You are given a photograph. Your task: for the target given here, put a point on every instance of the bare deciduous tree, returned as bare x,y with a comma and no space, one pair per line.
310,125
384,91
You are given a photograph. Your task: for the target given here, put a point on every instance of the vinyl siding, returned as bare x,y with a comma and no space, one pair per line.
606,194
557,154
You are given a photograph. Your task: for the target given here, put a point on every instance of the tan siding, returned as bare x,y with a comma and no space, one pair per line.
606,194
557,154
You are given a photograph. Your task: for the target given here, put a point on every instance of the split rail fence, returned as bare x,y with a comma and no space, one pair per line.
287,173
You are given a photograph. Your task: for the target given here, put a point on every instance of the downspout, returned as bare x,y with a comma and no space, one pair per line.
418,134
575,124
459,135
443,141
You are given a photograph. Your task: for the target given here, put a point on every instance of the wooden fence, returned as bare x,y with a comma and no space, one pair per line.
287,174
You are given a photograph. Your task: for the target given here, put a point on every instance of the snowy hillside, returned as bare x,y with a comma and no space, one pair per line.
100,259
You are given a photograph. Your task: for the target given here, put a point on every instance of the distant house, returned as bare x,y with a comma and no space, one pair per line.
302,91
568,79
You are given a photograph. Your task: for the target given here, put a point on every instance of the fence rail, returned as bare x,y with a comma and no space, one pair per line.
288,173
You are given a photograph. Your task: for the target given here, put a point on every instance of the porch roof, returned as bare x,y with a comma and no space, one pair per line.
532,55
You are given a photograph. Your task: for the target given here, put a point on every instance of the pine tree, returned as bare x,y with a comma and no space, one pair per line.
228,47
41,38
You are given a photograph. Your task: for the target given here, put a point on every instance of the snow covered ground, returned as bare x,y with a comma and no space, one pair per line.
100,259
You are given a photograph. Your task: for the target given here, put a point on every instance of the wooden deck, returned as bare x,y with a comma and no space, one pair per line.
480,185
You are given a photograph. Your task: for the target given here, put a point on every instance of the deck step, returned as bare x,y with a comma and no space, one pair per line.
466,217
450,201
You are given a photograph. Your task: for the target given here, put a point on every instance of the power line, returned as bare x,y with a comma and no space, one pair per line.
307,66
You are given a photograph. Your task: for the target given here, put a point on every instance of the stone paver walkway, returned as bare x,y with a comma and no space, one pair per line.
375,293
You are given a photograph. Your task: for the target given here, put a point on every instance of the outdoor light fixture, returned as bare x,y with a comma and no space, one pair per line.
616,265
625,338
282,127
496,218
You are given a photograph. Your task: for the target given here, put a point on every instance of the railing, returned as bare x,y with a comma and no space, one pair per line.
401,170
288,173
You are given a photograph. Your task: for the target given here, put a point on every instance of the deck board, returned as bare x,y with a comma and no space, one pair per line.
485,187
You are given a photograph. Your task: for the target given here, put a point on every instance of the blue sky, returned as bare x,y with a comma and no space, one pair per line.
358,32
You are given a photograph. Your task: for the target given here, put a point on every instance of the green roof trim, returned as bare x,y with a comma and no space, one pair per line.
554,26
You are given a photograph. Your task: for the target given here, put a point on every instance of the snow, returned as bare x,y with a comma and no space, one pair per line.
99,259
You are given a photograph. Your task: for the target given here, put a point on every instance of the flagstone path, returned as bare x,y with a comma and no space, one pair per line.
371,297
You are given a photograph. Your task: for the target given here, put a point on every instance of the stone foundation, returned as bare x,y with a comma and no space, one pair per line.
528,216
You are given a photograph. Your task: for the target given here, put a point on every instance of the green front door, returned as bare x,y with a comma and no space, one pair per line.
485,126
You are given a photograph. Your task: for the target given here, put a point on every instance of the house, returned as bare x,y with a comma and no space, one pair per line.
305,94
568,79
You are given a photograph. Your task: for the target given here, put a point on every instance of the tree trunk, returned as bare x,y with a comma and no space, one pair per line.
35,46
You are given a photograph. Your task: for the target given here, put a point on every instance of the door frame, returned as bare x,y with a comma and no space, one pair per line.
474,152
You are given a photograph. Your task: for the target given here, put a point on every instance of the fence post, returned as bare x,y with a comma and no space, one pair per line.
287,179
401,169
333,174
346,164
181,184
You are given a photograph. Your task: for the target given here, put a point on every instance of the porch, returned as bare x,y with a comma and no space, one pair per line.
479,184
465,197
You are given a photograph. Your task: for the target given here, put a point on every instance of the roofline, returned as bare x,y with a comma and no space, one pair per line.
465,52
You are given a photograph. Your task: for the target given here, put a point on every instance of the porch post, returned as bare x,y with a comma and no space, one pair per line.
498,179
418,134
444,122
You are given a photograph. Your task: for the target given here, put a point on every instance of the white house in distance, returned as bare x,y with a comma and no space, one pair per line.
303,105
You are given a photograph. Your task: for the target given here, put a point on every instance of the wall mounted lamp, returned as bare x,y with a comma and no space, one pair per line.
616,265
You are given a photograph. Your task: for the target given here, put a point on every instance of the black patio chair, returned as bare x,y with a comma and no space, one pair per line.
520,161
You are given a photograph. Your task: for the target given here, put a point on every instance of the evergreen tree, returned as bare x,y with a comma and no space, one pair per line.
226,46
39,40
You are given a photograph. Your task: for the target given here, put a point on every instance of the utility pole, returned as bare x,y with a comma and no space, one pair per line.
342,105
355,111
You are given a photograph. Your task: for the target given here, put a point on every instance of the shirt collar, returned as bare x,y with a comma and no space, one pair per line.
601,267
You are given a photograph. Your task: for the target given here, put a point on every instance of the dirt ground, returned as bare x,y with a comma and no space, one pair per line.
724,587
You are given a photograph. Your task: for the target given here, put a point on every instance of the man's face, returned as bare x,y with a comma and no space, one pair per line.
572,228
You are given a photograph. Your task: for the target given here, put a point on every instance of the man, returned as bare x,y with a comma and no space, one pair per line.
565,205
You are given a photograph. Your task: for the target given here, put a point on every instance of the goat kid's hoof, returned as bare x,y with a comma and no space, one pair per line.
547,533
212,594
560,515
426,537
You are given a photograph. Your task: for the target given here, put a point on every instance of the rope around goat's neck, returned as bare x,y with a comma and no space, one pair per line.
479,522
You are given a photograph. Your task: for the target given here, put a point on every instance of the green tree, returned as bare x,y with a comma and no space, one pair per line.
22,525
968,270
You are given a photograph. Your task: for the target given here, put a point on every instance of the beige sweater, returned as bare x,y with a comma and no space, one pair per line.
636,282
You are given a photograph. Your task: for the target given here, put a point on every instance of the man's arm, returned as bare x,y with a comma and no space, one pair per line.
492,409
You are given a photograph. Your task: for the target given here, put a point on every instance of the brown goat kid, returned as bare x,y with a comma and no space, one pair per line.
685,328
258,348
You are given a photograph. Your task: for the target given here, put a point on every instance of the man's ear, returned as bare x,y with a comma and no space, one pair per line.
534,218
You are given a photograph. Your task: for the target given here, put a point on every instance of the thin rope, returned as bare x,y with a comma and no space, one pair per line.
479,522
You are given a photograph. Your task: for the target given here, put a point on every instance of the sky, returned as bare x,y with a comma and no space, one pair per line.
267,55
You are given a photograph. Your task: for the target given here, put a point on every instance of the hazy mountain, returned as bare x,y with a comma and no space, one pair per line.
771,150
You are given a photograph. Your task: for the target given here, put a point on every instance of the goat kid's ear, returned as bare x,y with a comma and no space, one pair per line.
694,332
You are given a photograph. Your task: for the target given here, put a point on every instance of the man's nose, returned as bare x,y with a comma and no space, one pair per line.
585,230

_ _ _ _

Task statement:
Keep every word intact and transcribe the records in full.

Written response:
You are given a photograph. Your task: for the target given here, put a point on every instance of the bare deciduous tree, returned as bare x,y with a comma and no space, one pair per line.
310,125
384,91
You are given a photograph. Your task: for the target given here, put a point on every instance of the vinyl siding, returned as bare x,y with a comma and no space, one pair per line.
606,194
557,154
You are given a photograph. Your task: for the target given here, put a point on every instance of the tan siding, returned as bare x,y with a comma and no space, one pair per line.
606,194
557,154
You are given a photograph. Your task: for the target given here, put a point on every instance of the split rail fence, returned as bare x,y with a comma and no space, one pair per line.
287,173
You are given a photograph. Your task: for the target given here, put a point on every instance of the downspout, returned as bare x,y with a comma and no space, one pair per line.
418,134
575,124
459,135
443,141
You are given a photograph. Your task: for the target given here, put a point on every instance of the wooden fence, returned as bare x,y with a comma and no space, one pair per line.
287,174
You are given a photograph. Your task: for the target given here, put a point on every instance of the snowy hillside, returned as bare x,y with a comma and no space, one pair per line.
100,259
You are given a photograph. Your task: for the target given here, put a point on every instance of the distant house, returned as bare x,y with a comma and no space, one pair per line.
302,91
568,79
You are given a photograph. Your task: for the target given here, put a point on every instance of the fence rail, returned as bare x,y with a comma and no space, one pair per line.
288,173
You are given a photograph. Your task: for the target given here, put a point on every instance of the porch roof, returned as bare x,y with a comma and no space, one pair per line.
532,55
You are given a photograph. Your task: for the target given here, put a point on every instance of the pine tree, returned as bare x,y with a comma and no space, one pair per line.
228,47
41,38
You are given a photograph. Your task: for the target given here, put a point on every instance of the snow covered ground, returned as bare x,y with a comma and no space, one pair per line.
100,259
You are given a photograph. Your task: for the target given here, put a point on every instance of the wooden deck, returned as bare x,y with a comma and no space, one pair per line.
480,185
You are given a photograph. Your task: for the target given here, put a point on every instance of the deck step, returned as bare x,y with a comma and no space, one pair per line.
466,217
450,201
You are given a photograph. Your task: for the target given here, put a point on every instance of the power line, returned as bare x,y with a comma and no space, one pair per line.
307,66
You are given a photograph. Your task: for the target given here, put a point on every instance of the stone paver walkway, returned as bare x,y with a comma and no space, one pair per line.
375,293
You are given a photograph. Your task: for the target given here, put a point on every instance of the outdoor light fixture, returned as bare x,y with a comma and no space, one pair per line.
616,265
625,338
282,127
496,218
You are given a photograph. Your task: for the target given here, put a point on every instance of the railing, returned as bare x,y with a comma and no space, one pair per line.
401,170
288,173
You are given a photograph. Your task: for the target given here, put a point on every instance of the deck board, returned as bare x,y with a comma and no space, one pair per line.
485,187
You are given a photograph. Your task: for the target given here, put a point on every instance of the blue sky, returned as bare x,y with a comma and no space, one pair per line.
358,32
You are given a photograph. Your task: for the target given here, put a point on every instance of the green roof trim, returned as bare x,y with a comma and no space, one pair per line.
554,26
You are given a photograph. Your task: for the target given here, put a point on every instance of the snow, returned as bare x,y with a comma and no space, one pair per line.
99,259
You are given a photograph. Your task: for the target given here, put a point on every instance of the flagstone path, returned as bare x,y with a comma and no space, one pair per line.
371,297
You are given a photograph. Your task: for the target given here, put a point on every instance of the stone foundation, returned as bare x,y with a comma and no space, one pair per line.
528,216
You are given a photograph. Your task: for the target given here, put a point on every instance of the green front door, returned as bare x,y with a comma and no space, one pair per line.
485,126
You are given a photograph. Your task: for the target given here, put a point on every instance of the house, returned as bare x,y with a comma and no space, one pair per line.
305,94
568,79
You are given a photograph. Your task: for the target given here, put a point on every instance of the tree trunk, returned as bare x,y with a comma and no space, one pair per line.
35,46
You are given a photograph. Your task: for the target given here, put a point on every instance of the door frame, returned as bare x,y with a comma and no space, one pair per line.
474,152
You are given a photograph. Your task: for the target given here, put a point on every instance of the fence post, returned as bare x,y with a comma and no space, one pair per line.
287,179
401,169
333,174
346,164
181,184
You are given a photograph. Your task: for the target given here, put a point on every instance of the porch, returned as bare x,y with a comma and no space, one pair per line.
479,184
465,197
You are given a photograph. Your task: for the target given here, put a point on every instance of the roofline, returned as bare x,y with a comma and no space, one pair per line.
465,52
You are given a photograph. Your task: for the target given here, put a point on every instance of the porch post, returned as bare x,y with a comma and no space, one pair per line.
498,179
418,134
444,122
You are given a photograph. Your task: for the target given here, put a point on every instance of the white house in distance, returned as bare x,y with a comma and no space, one pair per line.
303,105
You are given a photograph. Your task: for the target given here, put a point on every instance of the wall mounted lamp, returned as bare x,y with a comma and no space, one pair per line.
616,265
You are given a photograph. Your task: for the target given here, put a point on every instance of the black patio chair, returned as bare x,y with a comma and no space, one pair per line.
520,161
You are given a photograph. Your task: for the target given here, put a point on every instance of the evergreen tree, returned as bare x,y with a comma and no space, one pair per line.
226,46
39,40
You are given a photograph. Your task: for the target given here, put a point on every instance of the utility pole, returned as bare x,y with a comma and no space, one pair per line.
342,105
355,111
You are given a photograph. Your task: for the target given here, put a point on every instance of the shirt collar, returned as bare x,y with a comma and no space, one pair per line.
601,267
You are given a photograph. Your task: for the target given here, put a point on every instance of the dirt ground, returned as bare x,y with a comma and no space, one pair per line.
724,587
You are given a photograph. Your task: for the target given here, put a point on every instance of the man's face, returned as bare x,y with a comma and no space, one pair per line.
572,228
You are given a photograph. Your task: for the target given here, put a point on every instance of the man, returned as bare x,y with a comma and no space, one pair per line.
565,205
You are given a photograph. Your task: for the target given here, put a point on every instance of the goat kid's hoof, returned as bare x,y with a comma and no space, one pair per line.
547,533
212,594
560,515
426,537
You are given a photograph. Your task: for the target given here, put a point on every instance of the rope around goat's neck, returned as bare x,y with a comma and no space, one pair per line.
479,522
You are given a photograph. Your task: for the target given here, put a point on every instance of the green tree, returned as bare x,y with a comma and no space, one pair per line.
22,525
968,270
You are given a photograph. Your task: for the target given here, put a point on every instance of the beige sweater, returned as bare x,y with a comma and no space, one pair per line.
636,282
You are given a photograph. Your task: for the target given here, put a point on every instance of the man's arm, returned as bare x,y with a comma and no space, one pair per line.
492,409
You are given a photograph. Your task: for the target given here, put a point on every instance of the brown goat kid, returned as bare x,y with a comma and no space, one pair per line.
685,328
258,348
You are given a photograph. Your task: for the target given here, put a point on every instance of the man's ear, returned as bare x,y with a comma and no space, one pair per line.
534,218
You are given a photograph. Your task: for the target given here, put a point on every instance of the thin rope, returned as bare x,y with a comma and no space, one pair per line.
479,522
You are given a photograph. Your task: for the target given here, put a point on every instance of the sky, returned as bare x,y with a comma and no space, one pair per line.
267,55
You are given a photograph. Your task: for the target given here, put a point on every instance of the hazy mountain, returned as bare x,y with a comma and no space, one pair per line.
771,150
You are given a photograph. Your task: for the target given here, put a point on every instance of the goat kid's ear, returned as bare x,y with a comma and no space, one pair per line.
694,332
You are given a photograph. Your task: for the target given here, put a point on every instance of the man's nose, returned as bare x,y with a comma and no space, one pair per line.
585,230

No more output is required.